## START EXCERPTED TEXT
# [SOLVED] Microsoft Wireless Optical Desktop 700 Driver Problems



## Rainer1

I'm currently running Windows XP SP 2 and I just purchased a Microsoft Wireless Optical Desktop 700 (The box says it runs on Windows XP). The box says it's a plug and play device however my system can't find a driver to run it. There wasn't a driver disk in the box and I can't find a driver anywhere online. How would I fix this? Thank you Rainer1.


----------



## ThorXP

*Re: Microsoft Wireless Optical Desktop 700 Driver Problems*

*Welcome to TSF....*

What usb port are you connecting this thru one in the back of the computer or is it s usb hub of some kind?


----------



## Rainer1

*Re: Microsoft Wireless Optical Desktop 700 Driver Problems*

I've tried directly to the USB ports on the front and back of my computer. There are no USB hubs anywhere on my network. Cheers Rainer1.

Edit: If it helps it says "Microsoft Wireless Keyboard 700 v2.0", "Microsoft Wireless Mouse 700 v2.0" and "Microsoft Wireless Receiver 700 v2.0" on the bottom of each device.


----------



## Rainer1

*Re: Microsoft Wireless Optical Desktop 700 Driver Problems*

Anything else you guys need to know?


----------



## hlrami

*Re: Microsoft Wireless Optical Desktop 700 Driver Problems*

I bought the same product from buy.com It didn't work so I returned it and they sent me a replacement but it doesn't work with my dell computer, neither with my hp laptop. It seems they are defective or do i need some new driver, don't know where to find it, and as you know this set doesn't dome with software. What should I do?


----------



## SandyBurger

*Re: Microsoft Wireless Optical Desktop 700 Driver Problems*

Do not return it to the store. You just need to read the manual. 

For first time when you connect, you have to get the keyboard and mouse in SYNC with the USB connector.

To do it, press the Connect botton located under the wireless keyboard and Connect button of the receiver at the same time. Then test the keyboard. 

Repeat the same for the wireless mouse.


----------



## mmurra

*Re: Microsoft Wireless Optical Desktop 700 Driver Problems*

i also bought the keyboard and mouse 700 v2 running xp sp3, cant find drivers AND having MUCH Difficulty using keyboard with existing driver in xp.
changed batteries, did the sync... still problems. Is there any drivers avail for this out there?
## END EXCERPTED TEXT
## START DATA SUPPLIED
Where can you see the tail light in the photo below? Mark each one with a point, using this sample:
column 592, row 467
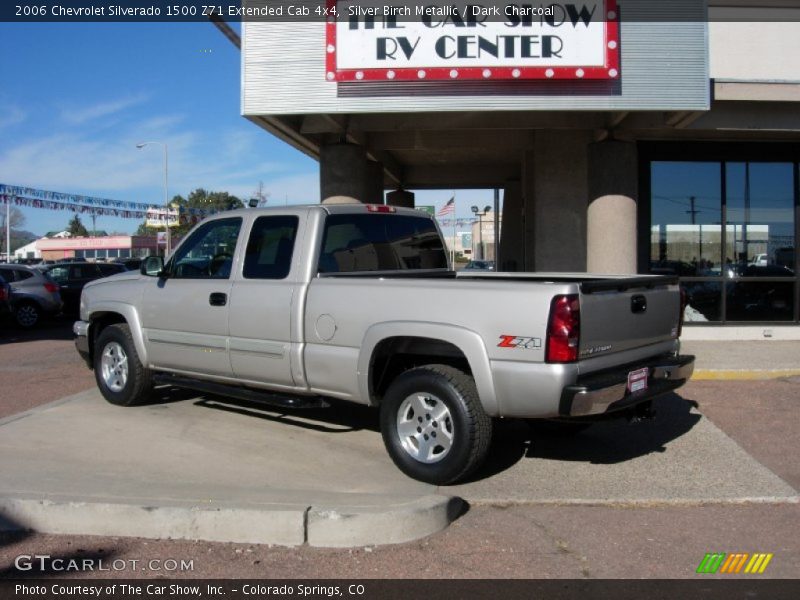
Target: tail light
column 684, row 303
column 564, row 329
## END DATA SUPPLIED
▶ REQUIRED TASKS
(1) In the rows, replace every "tail light" with "rear lamp" and keep everything else the same. Omit the pictures.
(2) Continue the forum thread about the Wireless Optical Desktop 700 driver problems from where it stops.
The forum thread and the rows are independent of each other.

▶ RESULTS FOR THE EXERCISE
(1)
Where can you see the rear lamp in the photo below? Mark each one with a point, using this sample:
column 592, row 467
Target: rear lamp
column 684, row 303
column 564, row 329

(2)
-mary


----------



## Rainer1

*Re: Microsoft Wireless Optical Desktop 700 Driver Problems*

I think I found a work around. Right click "My Computer" -> Properties -> Click the Hardware tab -> Device Manager -> look for a yellow "?" with a "+" beside and click the "+" -> Right click one of the icons that appear in the drop down menu and select update driver -> When the "hardware update wizard" opens where it says "What do you want the wizard to do?" select "Install from a list or specific location (Advanced)" and hit next -> Select "Search for the best driver in these locations" make sure both boxs are checked paste this into the text box C:\WINDOWS\INF change the "C" to whatever drive letter you windows is installed on most likely "C". Repeat until the yellow "?" diappears from you device manager you may have to do this multiple times. Oh and you have have the reciever pluged in and this also works for installing new USB Memory Sticks/Keys another thing that doesn't work normally anymore. Cheers Rainer1.


----------



## Muzik69

*Re: Microsoft Wireless Optical Desktop 700 Driver Problems*

Hey guys, quick question that might sound stupid.
I have the 700 v2.0 wireless keyboard and mouse and am wondering if there is a way so you can have it set up so the keyboard and mouse don't sleep after like 5 mins of non use...
It really bugs me having to sync it all the time... understandably it does it so you don't waste battery power but i'm happy to waste and buy new batteries... 
I've looked around and couldnt find anyway to change it.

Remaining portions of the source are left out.